--- start EXTRACTED TEXT ---

I think it would be fair to say that ICMP echo to easy-to-remember internet resources is tolerated, but not encouraged, and is probably not a good idea unless one knows and very well understands the implications of failure (or success!) modes that don’t match the conditions that are expected. Terrible monitoring is easy; good monitoring is quite difficult.
It is reasonable to expect operators of systems designed for one type of service to quickly rate-limit or entirely filter non-critical alternate capabilities in the event of resource exhaustion or other type of risk to the primary service - this applies to web severs, DNS servers, NTP servers, etc. Also, choosing as an indicator a response from a protocol such as ICMP echo/reply which has had a historical risk of flooding attacks and which may have rapid clamping of traffic seems to be also a large check mark in the “do not use” column. ICMP echo stands real risks of not providing expected results for reasons that are known only to the target operator, and which do not take your non-obvious intentions into consideration.

--- end EXTRACTED TEXT ---

* [WHAT YOU NEED TO DO]:
1. Edit the stretch of the passage on ICMP echo from "I think it would" through "is quite difficult.", replacing "tolerated" with "permitted".
2. In the passage on ICMP echo, what kind of monitoring is called easy and what kind quite difficult?
3. Extend the passage on ICMP echo as a monitoring indicator, picking up right after its final sentence.
The lines after this point are separate material, unconnected to the passage on ICMP echo.

--- start DATASET EXCERPTS ---

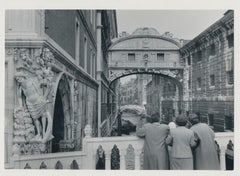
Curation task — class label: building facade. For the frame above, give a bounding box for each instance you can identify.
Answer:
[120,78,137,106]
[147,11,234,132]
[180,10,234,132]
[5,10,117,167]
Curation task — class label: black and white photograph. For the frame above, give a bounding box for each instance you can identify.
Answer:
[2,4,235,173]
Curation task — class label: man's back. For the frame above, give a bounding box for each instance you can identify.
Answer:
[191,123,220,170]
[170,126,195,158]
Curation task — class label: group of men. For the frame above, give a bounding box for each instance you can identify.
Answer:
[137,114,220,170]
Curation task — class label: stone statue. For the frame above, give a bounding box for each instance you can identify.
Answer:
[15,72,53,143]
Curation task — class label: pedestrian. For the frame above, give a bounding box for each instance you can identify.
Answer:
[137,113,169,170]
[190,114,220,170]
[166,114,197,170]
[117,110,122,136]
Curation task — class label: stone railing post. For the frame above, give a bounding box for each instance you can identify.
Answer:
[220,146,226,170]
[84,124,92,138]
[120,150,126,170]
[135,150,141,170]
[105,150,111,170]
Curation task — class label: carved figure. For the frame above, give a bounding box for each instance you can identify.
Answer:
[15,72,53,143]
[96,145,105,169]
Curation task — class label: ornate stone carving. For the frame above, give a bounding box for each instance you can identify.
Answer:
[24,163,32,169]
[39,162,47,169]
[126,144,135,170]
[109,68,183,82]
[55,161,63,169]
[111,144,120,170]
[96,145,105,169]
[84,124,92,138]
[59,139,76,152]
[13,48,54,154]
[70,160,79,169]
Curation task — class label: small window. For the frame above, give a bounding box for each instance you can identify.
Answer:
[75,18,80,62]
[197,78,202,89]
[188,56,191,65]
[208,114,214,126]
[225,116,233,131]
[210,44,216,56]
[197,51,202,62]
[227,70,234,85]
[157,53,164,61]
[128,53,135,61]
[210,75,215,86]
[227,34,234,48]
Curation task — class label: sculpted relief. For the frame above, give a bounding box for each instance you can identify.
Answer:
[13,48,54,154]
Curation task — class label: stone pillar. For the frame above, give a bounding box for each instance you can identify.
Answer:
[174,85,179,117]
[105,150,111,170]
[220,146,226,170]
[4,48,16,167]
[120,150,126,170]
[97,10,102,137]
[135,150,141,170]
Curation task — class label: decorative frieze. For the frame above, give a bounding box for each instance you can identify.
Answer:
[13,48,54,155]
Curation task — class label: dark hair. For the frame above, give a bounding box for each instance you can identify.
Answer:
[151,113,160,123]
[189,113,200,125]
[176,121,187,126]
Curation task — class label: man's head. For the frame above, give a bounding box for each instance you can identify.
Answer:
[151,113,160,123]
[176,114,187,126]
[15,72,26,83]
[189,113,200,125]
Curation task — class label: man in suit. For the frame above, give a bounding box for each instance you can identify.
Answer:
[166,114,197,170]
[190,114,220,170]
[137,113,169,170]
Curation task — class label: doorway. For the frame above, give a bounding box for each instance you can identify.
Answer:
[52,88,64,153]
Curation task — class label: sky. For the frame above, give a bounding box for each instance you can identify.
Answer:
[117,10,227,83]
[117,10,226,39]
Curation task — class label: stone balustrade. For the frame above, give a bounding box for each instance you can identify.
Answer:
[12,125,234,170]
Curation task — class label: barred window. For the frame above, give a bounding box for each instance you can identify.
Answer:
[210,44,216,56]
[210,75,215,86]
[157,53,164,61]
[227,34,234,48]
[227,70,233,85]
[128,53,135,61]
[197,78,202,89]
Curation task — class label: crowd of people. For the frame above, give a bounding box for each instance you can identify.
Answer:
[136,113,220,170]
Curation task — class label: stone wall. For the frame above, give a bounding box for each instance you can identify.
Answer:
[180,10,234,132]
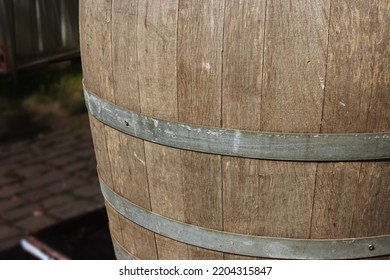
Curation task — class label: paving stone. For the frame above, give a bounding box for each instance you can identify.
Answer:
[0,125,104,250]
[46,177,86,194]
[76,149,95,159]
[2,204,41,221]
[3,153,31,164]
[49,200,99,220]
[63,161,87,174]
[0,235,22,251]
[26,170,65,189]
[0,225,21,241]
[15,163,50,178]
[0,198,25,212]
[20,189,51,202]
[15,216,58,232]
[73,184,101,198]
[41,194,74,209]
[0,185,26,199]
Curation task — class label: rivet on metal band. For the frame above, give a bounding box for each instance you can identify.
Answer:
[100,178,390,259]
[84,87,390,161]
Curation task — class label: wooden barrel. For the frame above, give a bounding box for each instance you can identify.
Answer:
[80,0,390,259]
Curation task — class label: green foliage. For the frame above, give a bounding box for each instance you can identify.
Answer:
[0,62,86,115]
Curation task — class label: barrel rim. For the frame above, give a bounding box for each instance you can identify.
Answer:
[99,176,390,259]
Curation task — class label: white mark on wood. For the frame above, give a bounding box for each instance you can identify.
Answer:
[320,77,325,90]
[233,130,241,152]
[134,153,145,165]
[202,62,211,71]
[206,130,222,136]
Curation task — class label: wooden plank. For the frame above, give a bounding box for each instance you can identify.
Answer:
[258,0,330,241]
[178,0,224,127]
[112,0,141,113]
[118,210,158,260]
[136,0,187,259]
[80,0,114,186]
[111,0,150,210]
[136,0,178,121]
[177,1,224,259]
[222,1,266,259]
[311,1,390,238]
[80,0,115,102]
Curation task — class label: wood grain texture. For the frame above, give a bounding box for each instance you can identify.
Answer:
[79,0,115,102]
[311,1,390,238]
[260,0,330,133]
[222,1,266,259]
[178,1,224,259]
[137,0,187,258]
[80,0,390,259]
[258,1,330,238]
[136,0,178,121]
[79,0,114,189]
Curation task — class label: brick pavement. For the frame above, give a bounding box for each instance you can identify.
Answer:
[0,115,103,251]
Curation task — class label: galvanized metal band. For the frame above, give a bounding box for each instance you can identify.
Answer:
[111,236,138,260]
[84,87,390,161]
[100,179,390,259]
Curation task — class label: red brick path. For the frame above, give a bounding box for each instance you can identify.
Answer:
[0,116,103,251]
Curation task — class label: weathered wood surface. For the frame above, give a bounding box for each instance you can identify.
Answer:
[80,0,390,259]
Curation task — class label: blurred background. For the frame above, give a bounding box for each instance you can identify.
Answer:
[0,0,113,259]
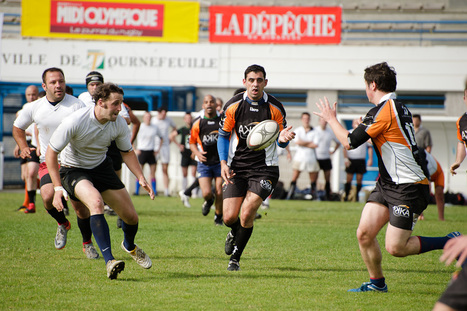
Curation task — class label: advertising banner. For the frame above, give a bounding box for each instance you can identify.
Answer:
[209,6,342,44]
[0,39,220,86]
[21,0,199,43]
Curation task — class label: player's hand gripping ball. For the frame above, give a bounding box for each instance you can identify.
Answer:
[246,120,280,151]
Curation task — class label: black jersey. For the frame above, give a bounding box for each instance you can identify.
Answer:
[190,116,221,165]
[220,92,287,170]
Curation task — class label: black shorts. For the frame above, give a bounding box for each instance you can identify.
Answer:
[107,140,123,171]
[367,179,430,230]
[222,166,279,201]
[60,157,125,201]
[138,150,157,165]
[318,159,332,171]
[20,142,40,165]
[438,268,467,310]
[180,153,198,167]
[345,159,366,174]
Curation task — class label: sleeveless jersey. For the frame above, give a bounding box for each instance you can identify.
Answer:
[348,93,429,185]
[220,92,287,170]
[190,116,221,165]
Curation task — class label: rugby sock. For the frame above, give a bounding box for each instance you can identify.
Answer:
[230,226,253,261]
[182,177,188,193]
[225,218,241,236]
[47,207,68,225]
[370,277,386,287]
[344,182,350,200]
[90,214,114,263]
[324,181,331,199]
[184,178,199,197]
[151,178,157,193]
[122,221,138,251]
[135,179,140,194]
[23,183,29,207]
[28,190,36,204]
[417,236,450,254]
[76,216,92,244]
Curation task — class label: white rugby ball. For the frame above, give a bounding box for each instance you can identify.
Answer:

--- end DATASET EXCERPTS ---

* [RESPONSES IN ORDER]:
1.
I think it would be fair to say that ICMP echo to easy-to-remember internet resources is permitted, but not encouraged, and is probably not a good idea unless one knows and very well understands the implications of failure (or success!) modes that don’t match the conditions that are expected. Terrible monitoring is easy; good monitoring is quite difficult.

2. Terrible monitoring is easy; good monitoring is quite difficult.

3.
More central to the issue: “The Prudent Mariner never relies solely on any single aid to navigation” (hi, Ken!) is an applicable quote here. Nothing is immune from interruption of service, especially as it becomes more distant from your administrative control. I see all too often people using ICMP to a nameserver, or a query to a nameserver, or a socket request to port 80 of some well-known name as the only method utilized for determining if a larger set of systems are available. This is not typically a good idea. I shudder to think what would happen if certain well-known domains were to be unavailable due to one of a dozen different potential failure cases. There are far too many poorly-written stacks that assume some singular conditions are “impossible” unless as a result of local failure, and that always ends in sadness and late nights spent writing root-cause analysis reports.
Further adding to this complexity is the benefit or detraction of anycast for many of these larger public services. What is “up” and what is “down”? What is the signal generated or inferred by presence or absence of this monitoring sample? The question typically generates lively debate within a network or monitoring team. I am pretty sure that “But I could ping x.x.x.x” is not typically a statement that has much weight when considering overall reachability. I do admit it is a hint, but not the answer, for many network conditions, but probably not by itself should any system consider that result canonical for anything other than that exact result.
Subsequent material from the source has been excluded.